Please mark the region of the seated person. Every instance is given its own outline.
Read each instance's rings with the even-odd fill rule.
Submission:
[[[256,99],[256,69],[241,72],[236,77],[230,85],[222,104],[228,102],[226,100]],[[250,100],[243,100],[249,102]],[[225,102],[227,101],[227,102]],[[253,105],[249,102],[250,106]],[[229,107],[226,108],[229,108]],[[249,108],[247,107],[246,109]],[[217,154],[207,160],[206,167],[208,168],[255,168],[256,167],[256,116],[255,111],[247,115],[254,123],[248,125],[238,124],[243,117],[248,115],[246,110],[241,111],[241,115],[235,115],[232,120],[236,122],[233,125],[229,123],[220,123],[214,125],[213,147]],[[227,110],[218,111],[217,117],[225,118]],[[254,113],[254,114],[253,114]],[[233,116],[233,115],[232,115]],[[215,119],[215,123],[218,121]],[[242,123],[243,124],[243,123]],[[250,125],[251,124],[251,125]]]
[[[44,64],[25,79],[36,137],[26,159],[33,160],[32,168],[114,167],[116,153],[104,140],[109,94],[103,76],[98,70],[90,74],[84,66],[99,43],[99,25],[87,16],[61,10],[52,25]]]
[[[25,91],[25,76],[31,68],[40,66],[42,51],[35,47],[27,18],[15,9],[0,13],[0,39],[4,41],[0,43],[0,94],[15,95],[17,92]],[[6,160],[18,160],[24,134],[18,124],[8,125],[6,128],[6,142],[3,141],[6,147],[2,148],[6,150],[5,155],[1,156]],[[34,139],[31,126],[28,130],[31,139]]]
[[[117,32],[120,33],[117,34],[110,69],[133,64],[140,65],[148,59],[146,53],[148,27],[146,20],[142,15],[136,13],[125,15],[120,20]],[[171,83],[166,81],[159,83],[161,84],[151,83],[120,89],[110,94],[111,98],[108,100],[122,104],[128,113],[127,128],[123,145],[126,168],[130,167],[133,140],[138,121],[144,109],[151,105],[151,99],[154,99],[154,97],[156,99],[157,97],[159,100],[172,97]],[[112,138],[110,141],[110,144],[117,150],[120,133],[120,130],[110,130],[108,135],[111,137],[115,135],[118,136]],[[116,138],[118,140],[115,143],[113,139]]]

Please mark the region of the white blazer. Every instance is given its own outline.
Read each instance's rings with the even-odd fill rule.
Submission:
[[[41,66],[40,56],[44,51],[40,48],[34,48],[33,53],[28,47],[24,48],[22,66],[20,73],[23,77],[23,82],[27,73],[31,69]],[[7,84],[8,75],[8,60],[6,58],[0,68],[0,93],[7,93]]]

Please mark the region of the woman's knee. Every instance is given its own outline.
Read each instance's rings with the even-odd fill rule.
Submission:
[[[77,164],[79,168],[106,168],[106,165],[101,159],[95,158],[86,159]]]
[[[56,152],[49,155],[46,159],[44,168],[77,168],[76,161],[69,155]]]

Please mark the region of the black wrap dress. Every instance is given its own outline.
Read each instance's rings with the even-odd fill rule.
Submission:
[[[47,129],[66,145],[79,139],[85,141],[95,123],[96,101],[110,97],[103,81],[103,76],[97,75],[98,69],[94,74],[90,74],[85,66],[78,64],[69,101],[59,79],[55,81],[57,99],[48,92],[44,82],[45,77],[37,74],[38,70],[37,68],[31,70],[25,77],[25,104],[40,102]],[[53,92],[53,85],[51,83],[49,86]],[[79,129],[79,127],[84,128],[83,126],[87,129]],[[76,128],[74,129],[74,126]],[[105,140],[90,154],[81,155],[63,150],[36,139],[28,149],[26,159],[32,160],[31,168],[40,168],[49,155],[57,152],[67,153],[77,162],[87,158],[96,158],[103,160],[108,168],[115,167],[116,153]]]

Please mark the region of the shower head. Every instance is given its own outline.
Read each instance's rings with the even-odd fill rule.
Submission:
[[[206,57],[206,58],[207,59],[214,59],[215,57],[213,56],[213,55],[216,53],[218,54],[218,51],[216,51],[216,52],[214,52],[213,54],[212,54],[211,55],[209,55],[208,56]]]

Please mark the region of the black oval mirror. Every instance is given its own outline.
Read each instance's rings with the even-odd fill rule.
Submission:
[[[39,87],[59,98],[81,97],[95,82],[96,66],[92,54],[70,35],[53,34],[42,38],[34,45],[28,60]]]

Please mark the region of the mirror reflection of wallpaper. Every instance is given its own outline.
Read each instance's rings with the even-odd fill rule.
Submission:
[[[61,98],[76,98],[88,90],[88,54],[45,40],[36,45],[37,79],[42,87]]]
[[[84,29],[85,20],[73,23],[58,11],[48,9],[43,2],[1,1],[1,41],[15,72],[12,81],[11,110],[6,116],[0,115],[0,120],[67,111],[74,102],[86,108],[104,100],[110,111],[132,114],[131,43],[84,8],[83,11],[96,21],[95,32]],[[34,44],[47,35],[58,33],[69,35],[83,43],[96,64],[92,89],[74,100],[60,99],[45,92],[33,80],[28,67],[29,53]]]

########

### What you will do
Reproduce verbatim every line of the material from the line containing "Please mark the region of the mirror" through the final line of the material, inclusive.

### Final answer
Please mark the region of the mirror reflection of wallpaper. Every instance is given its own outline.
Read each instance's rings with the even-odd fill rule.
Submission:
[[[61,98],[76,98],[88,90],[88,54],[45,40],[36,45],[37,79],[42,87]]]
[[[84,29],[85,20],[73,23],[58,11],[48,9],[43,2],[1,1],[1,41],[15,72],[12,81],[11,110],[6,116],[0,115],[0,120],[67,111],[74,102],[86,108],[104,100],[110,111],[132,114],[131,43],[84,8],[83,11],[96,21],[95,32]],[[34,44],[47,35],[58,33],[69,35],[83,43],[96,64],[92,89],[74,100],[60,99],[45,92],[33,80],[28,67],[29,53]]]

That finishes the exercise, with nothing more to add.